Über die manipulativen Potenziale der Künstlichen Intelligenz – und wie ihnen begegnet werden kann.
KI Manipulation

Wir füttern smarte Systeme mit Daten, und die KI spuckt Entscheidungen aus – Entscheidungen, die für unser Leben von zentraler Bedeutung sind. KI bestimmt zusehends, ob wir für ein Jobinterview eingeladen werden, welchen Kredit wir erhalten oder welcher Partner uns auf Dating-Plattformen vorgeschlagen wird. Damit beeinflusst KI unser Leben, unsere Gesellschaft – und die menschliche Wahrnehmung. Spätestens seit dem Cambridge-Analytica-Skandal bei den US-Präsidentschaftswahlen ist die manipulative Macht von ausgeklügelten Algorithmen Grund gesellschaftlicher Beunruhigung. Rund 80 Prozent der Deutschen fühlen sich heute unwohl, wenn Computer über sie entscheiden.

Bewusste und unbewusste Manipulation

Die Beeinflussung durch KI kann drei Bereiche betreffen: den Input der Daten in ein KI-System, die Programmierung der dazugehörigen Algorithmen und den Output, den ein KI-System liefert – inklusive seiner Interpretation. Der Grad der Manipulation kann dabei von eher unabsichtlicher Verzerrung bis zu aktiver Manipulation reichen – und oft beeinflussen sich Mensch und KI dabei wechselseitig.

Ein beeindruckendes Beispiel aktiver Manipulation sind Fake-Videos von Prominenten, die heute schnell und einfach über entsprechende Gratis-Apps von jedem produziert werden können. Riskant ist auch das KI-System GPT-2 der Non-Profit-Organisation OpenAI: Der Algorithmus schreibt, nach kurzem Text-Input, sehr überzeugend Texte – allerdings auch solche ohne Wahrheitsgehalt. Auf diese Weise kann KI die Erstellung und Verbreitung von Fake News massiv beschleunigen. Eine bewusste Manipulation mittels KI kann aber auch eine Schleife in einem Programm sein, die Alter oder Geschlecht als Ein- oder Ausschlusskriterium für eine Werbeanzeige definiert.

▸ **Bereitgestelltes Material**:
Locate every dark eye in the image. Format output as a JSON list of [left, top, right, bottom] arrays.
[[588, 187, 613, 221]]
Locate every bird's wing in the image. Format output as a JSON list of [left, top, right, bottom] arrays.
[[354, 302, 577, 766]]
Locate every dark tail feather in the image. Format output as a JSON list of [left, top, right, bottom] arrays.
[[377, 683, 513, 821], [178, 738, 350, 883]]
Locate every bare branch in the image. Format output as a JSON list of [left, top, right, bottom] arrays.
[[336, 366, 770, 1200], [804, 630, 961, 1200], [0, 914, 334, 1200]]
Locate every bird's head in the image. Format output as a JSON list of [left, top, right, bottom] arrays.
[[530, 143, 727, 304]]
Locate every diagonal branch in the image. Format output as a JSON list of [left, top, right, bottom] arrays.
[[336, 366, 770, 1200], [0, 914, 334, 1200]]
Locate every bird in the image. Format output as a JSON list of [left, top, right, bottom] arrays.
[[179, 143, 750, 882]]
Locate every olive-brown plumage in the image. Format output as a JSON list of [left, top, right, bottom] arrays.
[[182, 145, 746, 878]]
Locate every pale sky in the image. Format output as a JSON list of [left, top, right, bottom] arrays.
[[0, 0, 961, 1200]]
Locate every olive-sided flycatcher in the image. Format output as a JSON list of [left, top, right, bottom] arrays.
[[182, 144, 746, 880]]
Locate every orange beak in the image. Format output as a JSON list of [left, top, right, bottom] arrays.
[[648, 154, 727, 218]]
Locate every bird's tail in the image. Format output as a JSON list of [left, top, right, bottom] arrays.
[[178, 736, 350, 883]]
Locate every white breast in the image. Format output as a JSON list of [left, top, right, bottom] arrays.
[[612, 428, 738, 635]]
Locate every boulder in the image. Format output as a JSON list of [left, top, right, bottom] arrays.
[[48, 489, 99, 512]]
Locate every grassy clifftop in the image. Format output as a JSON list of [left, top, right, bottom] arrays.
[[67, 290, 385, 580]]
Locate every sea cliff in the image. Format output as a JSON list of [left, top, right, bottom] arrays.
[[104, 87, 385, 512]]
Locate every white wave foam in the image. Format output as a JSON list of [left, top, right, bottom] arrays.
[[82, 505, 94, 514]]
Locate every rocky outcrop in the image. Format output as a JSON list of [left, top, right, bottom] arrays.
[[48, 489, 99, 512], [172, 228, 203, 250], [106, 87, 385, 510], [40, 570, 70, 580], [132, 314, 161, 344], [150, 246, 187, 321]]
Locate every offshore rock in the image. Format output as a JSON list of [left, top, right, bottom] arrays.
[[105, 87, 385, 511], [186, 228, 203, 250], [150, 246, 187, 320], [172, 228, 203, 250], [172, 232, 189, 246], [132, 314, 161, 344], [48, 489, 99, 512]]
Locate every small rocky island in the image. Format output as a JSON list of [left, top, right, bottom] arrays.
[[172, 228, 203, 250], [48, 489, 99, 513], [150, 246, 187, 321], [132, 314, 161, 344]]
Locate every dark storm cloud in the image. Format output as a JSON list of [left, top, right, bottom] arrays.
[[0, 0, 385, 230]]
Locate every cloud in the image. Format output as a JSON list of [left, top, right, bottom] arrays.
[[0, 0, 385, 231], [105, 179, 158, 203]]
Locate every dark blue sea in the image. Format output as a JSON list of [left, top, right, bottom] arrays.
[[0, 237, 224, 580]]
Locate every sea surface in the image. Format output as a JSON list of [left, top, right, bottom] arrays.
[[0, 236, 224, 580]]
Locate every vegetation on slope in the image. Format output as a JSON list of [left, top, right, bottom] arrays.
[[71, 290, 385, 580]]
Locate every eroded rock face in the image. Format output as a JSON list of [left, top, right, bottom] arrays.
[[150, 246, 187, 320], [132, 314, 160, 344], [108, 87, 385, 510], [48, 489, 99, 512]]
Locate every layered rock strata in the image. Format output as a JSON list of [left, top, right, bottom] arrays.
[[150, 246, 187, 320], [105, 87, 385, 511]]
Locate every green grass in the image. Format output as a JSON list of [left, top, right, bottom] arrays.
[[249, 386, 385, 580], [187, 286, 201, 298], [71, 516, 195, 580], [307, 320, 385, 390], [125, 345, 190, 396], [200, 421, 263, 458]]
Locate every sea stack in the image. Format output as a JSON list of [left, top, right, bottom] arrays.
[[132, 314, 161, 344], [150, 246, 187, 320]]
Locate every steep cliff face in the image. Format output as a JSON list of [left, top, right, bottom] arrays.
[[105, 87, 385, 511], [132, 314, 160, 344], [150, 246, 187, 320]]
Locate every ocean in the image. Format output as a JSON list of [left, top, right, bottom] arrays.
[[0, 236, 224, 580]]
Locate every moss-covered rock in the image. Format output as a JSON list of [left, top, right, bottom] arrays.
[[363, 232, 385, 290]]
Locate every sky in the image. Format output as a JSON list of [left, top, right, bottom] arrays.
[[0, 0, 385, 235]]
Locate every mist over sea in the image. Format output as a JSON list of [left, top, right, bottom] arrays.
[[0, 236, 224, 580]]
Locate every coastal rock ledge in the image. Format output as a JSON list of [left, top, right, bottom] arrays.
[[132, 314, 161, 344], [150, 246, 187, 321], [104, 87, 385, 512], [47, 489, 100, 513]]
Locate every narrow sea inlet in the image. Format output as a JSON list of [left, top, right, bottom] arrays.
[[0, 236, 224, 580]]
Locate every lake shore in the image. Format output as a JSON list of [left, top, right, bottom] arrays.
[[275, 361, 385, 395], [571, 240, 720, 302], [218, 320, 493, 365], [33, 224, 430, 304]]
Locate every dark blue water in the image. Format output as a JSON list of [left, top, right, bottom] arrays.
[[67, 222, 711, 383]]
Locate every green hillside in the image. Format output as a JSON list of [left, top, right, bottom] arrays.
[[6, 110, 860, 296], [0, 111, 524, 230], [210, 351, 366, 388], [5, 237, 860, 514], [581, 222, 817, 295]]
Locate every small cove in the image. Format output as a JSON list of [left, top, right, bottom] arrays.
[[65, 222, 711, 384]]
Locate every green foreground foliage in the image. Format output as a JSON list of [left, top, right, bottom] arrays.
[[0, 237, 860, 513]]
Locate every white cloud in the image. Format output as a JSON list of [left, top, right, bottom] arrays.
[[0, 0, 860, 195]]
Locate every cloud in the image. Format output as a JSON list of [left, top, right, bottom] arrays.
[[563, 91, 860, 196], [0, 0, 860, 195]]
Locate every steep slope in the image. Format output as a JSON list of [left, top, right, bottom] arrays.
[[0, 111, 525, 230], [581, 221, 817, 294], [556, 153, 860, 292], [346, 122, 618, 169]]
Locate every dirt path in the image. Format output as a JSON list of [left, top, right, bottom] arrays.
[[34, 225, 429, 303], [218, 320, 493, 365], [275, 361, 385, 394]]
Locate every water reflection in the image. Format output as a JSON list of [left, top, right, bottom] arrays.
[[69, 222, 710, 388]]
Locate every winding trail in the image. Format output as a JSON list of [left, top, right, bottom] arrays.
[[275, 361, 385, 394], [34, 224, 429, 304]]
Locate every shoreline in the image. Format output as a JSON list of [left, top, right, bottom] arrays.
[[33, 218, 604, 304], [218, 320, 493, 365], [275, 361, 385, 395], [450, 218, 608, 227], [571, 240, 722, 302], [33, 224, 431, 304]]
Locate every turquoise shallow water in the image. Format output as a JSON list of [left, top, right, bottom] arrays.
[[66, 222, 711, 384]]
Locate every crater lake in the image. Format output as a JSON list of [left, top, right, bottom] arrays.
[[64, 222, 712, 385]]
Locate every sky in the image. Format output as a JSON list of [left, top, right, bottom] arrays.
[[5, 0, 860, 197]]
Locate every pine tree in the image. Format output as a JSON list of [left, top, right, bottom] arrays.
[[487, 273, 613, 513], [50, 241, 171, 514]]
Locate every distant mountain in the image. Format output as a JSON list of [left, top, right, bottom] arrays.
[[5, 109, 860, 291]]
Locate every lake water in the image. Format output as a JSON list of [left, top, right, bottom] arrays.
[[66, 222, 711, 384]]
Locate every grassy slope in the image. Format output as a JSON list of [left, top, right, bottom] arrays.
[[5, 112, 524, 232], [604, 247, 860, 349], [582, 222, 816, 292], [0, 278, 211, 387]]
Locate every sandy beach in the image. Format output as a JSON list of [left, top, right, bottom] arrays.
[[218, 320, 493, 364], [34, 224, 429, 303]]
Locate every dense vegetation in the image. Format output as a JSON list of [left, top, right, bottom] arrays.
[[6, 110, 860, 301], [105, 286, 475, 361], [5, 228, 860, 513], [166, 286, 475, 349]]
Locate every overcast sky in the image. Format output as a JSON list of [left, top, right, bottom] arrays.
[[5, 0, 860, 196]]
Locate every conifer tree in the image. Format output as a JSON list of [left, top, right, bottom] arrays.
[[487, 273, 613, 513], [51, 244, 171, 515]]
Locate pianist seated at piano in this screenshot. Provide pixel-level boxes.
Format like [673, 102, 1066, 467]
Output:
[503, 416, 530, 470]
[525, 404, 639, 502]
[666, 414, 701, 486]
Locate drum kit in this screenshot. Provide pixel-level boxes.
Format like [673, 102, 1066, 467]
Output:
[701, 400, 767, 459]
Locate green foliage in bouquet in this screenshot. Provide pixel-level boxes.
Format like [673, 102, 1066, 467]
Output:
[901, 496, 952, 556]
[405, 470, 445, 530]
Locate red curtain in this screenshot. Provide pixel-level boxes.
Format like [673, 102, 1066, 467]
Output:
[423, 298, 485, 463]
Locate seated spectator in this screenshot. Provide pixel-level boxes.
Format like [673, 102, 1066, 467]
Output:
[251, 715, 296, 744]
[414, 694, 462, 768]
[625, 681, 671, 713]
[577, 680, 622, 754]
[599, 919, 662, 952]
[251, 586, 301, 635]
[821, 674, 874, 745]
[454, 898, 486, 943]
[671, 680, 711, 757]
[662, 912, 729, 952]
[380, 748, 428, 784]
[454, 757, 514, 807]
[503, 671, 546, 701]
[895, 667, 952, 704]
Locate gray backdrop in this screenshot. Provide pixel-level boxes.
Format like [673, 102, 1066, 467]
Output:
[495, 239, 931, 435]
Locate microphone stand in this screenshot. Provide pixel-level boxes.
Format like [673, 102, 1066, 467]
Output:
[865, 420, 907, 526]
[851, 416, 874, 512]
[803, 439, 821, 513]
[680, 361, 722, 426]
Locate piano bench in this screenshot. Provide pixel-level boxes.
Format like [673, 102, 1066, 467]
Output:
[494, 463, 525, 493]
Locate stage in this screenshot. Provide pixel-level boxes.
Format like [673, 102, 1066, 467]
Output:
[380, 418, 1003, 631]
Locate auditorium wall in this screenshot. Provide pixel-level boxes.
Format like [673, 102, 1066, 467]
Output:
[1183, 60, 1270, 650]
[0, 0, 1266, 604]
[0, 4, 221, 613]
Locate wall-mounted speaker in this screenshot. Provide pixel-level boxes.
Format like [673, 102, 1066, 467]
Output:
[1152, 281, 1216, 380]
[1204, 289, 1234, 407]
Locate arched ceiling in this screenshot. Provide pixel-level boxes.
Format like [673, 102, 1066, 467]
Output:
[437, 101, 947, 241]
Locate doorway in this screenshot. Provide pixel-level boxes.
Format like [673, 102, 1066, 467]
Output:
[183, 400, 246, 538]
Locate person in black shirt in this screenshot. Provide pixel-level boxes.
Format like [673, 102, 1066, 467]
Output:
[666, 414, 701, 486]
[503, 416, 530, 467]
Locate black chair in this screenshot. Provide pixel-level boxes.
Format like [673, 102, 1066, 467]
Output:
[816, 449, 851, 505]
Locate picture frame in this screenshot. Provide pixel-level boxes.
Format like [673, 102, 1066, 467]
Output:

▸ **Aufgabe**: Kopieren Sie aus dem Text über KI-Manipulation wortgetreu alles von „Wir füttern smarte“ bis hinunter zu „über sie entscheiden.“.

▸ **Lösung**:
Wir füttern smarte Systeme mit Daten, und die KI spuckt Entscheidungen aus – Entscheidungen, die für unser Leben von zentraler Bedeutung sind. KI bestimmt zusehends, ob wir für ein Jobinterview eingeladen werden, welchen Kredit wir erhalten oder welcher Partner uns auf Dating-Plattformen vorgeschlagen wird. Damit beeinflusst KI unser Leben, unsere Gesellschaft – und die menschliche Wahrnehmung. Spätestens seit dem Cambridge-Analytica-Skandal bei den US-Präsidentschaftswahlen ist die manipulative Macht von ausgeklügelten Algorithmen Grund gesellschaftlicher Beunruhigung. Rund 80 Prozent der Deutschen fühlen sich heute unwohl, wenn Computer über sie entscheiden.